▶ [Text section]:
------------------------------------------------

# Guide data wrong..



## drweb (Sep 17, 2008)

Don't know how to fix this.. did update, channels list is fine, but programs are wrong.. using GUIDE, I bring up a channel, and it's not showing the program on the guide.

How can I fix this?

Best,
DrWeb


----------



## sfhub (Jan 6, 2007)

drweb said:


> *programs are wrong*.. using GUIDE, I bring up a channel, and it's *not showing the program on the guide*.


What does this mean, it isn't showing anything, it is showing no info available, or it is showing show information, but the wrong show?


----------



## drweb (Sep 17, 2008)

Sorry I wasn't more clear. It's not a pattern, and it usually works fine. Just certain channels seen in guide, when I try to view live, are a different program. Anyway, I rebooted, did a network update, and will check again today. Just odd it isn't usually off with this many channels.

Thanks,
DrWeb


----------



## sfhub (Jan 6, 2007)

drweb said:


> Just certain channels seen in guide, when I try to view live, are a different program.


So is there a pattern to the errors? Is the show information offset by some hours, or is the show information for a completely different channel, or some other issue?


----------



## drweb (Sep 17, 2008)

close the thread. I guess it's just a random glitch to live with.


----------



## JoeKustra (Dec 7, 2012)

Cosmic rays.


----------



## aspexil (Oct 16, 2015)

There is a link to report guide issues. I think it may be this link. Report a Lineup Issue I know when we set up our Bolt and OTA we had a couple of issues where channels that existed did not get program guide data and they eventually fixed that.

------------------------------------------------

▶ [Records shown]:
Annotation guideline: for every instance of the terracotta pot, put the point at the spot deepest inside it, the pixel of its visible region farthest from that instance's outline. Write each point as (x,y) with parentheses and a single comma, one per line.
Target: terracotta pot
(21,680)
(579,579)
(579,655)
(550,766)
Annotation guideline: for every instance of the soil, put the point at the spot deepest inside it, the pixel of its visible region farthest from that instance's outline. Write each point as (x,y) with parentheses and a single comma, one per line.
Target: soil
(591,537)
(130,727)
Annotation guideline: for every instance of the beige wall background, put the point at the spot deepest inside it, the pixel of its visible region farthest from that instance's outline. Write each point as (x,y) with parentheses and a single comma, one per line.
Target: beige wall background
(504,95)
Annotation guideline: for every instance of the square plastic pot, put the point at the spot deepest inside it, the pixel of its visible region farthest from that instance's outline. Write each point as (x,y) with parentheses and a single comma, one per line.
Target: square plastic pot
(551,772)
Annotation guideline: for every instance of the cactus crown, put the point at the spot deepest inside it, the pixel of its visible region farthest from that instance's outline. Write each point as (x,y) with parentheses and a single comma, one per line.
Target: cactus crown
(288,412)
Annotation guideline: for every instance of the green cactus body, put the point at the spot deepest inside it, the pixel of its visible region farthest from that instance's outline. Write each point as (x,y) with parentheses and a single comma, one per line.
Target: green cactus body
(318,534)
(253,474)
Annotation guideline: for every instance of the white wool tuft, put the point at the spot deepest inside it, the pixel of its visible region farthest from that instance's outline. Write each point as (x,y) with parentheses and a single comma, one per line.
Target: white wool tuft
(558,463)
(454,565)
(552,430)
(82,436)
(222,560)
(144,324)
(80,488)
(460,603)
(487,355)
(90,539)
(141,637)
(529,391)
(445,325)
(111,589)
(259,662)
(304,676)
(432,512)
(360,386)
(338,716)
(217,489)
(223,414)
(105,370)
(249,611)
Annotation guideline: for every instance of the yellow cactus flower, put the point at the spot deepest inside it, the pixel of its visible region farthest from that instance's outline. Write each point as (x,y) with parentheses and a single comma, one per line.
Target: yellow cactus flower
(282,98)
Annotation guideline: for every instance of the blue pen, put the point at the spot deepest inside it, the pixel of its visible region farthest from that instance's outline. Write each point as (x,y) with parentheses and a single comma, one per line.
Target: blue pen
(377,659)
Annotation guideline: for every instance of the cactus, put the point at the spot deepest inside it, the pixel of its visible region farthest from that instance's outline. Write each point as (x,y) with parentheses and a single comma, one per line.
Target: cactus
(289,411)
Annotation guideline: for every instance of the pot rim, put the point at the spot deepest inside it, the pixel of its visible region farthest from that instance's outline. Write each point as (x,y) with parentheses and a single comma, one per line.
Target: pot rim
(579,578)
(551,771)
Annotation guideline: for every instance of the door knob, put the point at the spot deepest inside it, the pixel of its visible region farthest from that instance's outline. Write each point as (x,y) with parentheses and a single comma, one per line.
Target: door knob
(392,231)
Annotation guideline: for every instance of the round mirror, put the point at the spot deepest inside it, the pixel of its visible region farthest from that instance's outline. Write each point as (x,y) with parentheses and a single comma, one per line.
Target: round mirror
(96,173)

------------------------------------------------

▶ [Given problem 1]:
Decide whether each statement agrees with the forum thread on wrong guide data. Answer yes or no for each, and quote the words from the thread that settle it.
(a) drweb reports that the channel list is fine.
(b) drweb says the wrong programs follow a clear pattern.
(c) aspexil says the problem of channels without program guide data was never fixed.
▶ [Given problem 2]:
List every line of the records that contains the string "square". Case counts.
The text and the records are unrelated to each other.

▶ [Finished answer 1]:
(a) Yes: "channels list is fine"
(b) No: "It's not a pattern, and it usually works fine."
(c) No: "they eventually fixed that."

▶ [Finished answer 2]:
Annotation guideline: for every instance of the square plastic pot, put the point at the spot deepest inside it, the pixel of its visible region farthest from that instance's outline. Write each point as (x,y) with parentheses and a single comma, one per line.
Target: square plastic pot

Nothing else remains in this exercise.